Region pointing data
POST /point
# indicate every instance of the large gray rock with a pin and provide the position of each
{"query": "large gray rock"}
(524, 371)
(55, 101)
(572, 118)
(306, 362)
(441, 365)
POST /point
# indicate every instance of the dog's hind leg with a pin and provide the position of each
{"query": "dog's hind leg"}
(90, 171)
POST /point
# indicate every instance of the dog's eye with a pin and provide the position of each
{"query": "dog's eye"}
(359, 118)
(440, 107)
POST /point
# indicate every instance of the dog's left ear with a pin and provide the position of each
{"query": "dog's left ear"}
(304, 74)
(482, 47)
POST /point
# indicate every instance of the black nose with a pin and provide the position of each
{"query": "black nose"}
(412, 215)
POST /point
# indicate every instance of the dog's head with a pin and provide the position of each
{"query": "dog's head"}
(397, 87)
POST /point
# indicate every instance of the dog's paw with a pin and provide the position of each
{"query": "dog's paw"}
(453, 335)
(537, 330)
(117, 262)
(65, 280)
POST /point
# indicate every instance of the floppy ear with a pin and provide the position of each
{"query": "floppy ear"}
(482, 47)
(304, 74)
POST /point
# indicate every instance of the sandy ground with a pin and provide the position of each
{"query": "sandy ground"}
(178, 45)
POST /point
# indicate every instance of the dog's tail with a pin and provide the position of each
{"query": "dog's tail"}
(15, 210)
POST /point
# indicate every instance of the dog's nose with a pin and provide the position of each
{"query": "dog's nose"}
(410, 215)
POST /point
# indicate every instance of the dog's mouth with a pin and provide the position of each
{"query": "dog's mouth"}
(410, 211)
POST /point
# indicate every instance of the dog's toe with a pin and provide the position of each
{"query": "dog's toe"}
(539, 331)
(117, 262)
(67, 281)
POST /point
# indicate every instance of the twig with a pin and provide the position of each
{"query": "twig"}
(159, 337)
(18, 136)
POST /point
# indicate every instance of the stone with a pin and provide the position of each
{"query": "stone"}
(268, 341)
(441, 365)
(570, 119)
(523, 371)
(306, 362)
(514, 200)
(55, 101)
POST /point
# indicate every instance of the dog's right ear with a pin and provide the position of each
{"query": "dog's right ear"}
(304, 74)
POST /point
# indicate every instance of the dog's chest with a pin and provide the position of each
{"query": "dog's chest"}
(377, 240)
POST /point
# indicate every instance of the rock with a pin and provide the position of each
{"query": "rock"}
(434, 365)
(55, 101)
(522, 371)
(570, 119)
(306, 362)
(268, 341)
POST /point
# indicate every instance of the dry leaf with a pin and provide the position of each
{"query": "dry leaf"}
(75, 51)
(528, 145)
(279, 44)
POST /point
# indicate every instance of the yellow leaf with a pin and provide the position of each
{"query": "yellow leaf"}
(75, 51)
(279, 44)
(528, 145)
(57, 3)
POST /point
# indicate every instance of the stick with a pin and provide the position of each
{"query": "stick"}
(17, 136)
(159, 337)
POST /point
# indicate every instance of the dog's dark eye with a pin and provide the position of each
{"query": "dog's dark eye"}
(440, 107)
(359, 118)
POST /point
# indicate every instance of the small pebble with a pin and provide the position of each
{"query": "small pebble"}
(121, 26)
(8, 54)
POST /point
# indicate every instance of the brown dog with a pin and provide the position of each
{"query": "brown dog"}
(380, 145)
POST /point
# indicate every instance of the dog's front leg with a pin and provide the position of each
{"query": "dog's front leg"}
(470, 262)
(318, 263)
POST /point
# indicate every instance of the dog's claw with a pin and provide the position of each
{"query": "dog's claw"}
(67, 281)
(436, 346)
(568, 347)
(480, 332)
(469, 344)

* [Assigned task]
Each entry above needs to be returned exactly as written.

* [Task answer]
POST /point
# indicate every instance of the large gray rock with a pin and provide the position of each
{"query": "large gray rock"}
(524, 371)
(55, 101)
(572, 118)
(306, 362)
(441, 365)
POST /point
# indicate every instance of the dog's hind leg with a pin and provide the position of each
{"query": "dog's hind leg"}
(90, 171)
POST /point
# indicate every instance of the dog's eye with a pin and provide the position of each
{"query": "dog's eye"}
(359, 118)
(440, 107)
POST /point
# indicate every instance of the dog's left ear with a pin and provide the position of each
{"query": "dog's left ear"}
(304, 74)
(482, 47)
POST /point
# indicate every instance of the black nose with a pin and provide the position of each
{"query": "black nose"}
(412, 215)
POST /point
# indicate every instance of the dog's head with a pin and provide the position of each
{"query": "dog's head"}
(397, 87)
POST /point
# indicate every instance of the dog's paw with a pin and provide the position of each
{"query": "dog's paw"}
(453, 335)
(537, 330)
(117, 262)
(65, 280)
POST /point
# indicate every instance of the floppy ear with a pin and provide the position of each
{"query": "floppy ear"}
(482, 47)
(304, 74)
POST /point
# indicate every instance of the sandy ground with a pin and provide the position of each
{"query": "sandy ground"}
(178, 45)
POST /point
# indicate every instance of the dog's tail with a pin and provide the position of each
{"query": "dog's tail"}
(15, 210)
POST /point
# indicate every instance of the dog's nose with a pin and provide the position of each
{"query": "dog's nose"}
(410, 215)
POST /point
# indicate every instance of the dog's mouth with a pin and provide the position of each
{"query": "dog's mouth"}
(410, 211)
POST /point
# indicate every instance of the dog's toe with a pin and provide the position of each
{"query": "dog's toe"}
(539, 331)
(117, 262)
(67, 281)
POST /point
# indicate every instance of the twig with a pin and provide the position of each
{"query": "twig"}
(159, 337)
(18, 136)
POST /point
# indicate every instance of the stone with a pin and provide the position of each
{"query": "stone"}
(268, 341)
(441, 365)
(570, 119)
(523, 371)
(306, 362)
(514, 200)
(55, 101)
POST /point
# indicate every instance of the dog's right ear with a pin and provide the position of each
{"query": "dog's right ear"}
(304, 74)
POST /point
# indicate every instance of the dog's chest with a pin and provide the position of each
{"query": "dog's chest"}
(377, 240)
POST /point
# indicate every instance of the rock with a pin and provide the position of each
{"query": "rock"}
(434, 365)
(55, 101)
(522, 371)
(570, 119)
(306, 362)
(268, 341)
POST /point
# indicate every instance of the dry leaf with a pin and provide the position of each
{"query": "dry leaf"}
(75, 51)
(528, 145)
(279, 44)
POST /point
# indicate every instance of the yellow leaf with a pin and provide the position of each
{"query": "yellow leaf"}
(75, 51)
(279, 44)
(528, 145)
(57, 3)
POST /point
# indicate every instance of the stick with a pin and provide the position of each
{"query": "stick"}
(17, 136)
(159, 337)
POST /point
# indicate every instance of the dog's dark eye with a pin and provide the position of each
{"query": "dog's dark eye"}
(440, 107)
(359, 118)
POST /point
# indicate every instance of the small pebble with a pin and provide the position of each
{"query": "small pebble"}
(121, 26)
(8, 54)
POST /point
# indicate every instance of the brown dog with a pin and provide the position of each
{"query": "brown dog"}
(380, 145)
POST /point
# indicate every instance of the dog's front leg with a pin and provide the position of each
{"query": "dog's front leg"}
(470, 262)
(318, 263)
POST /point
# indicate every instance of the dog's claw with a pin and provide the position of each
{"query": "dog's claw"}
(67, 281)
(436, 346)
(568, 347)
(480, 332)
(469, 344)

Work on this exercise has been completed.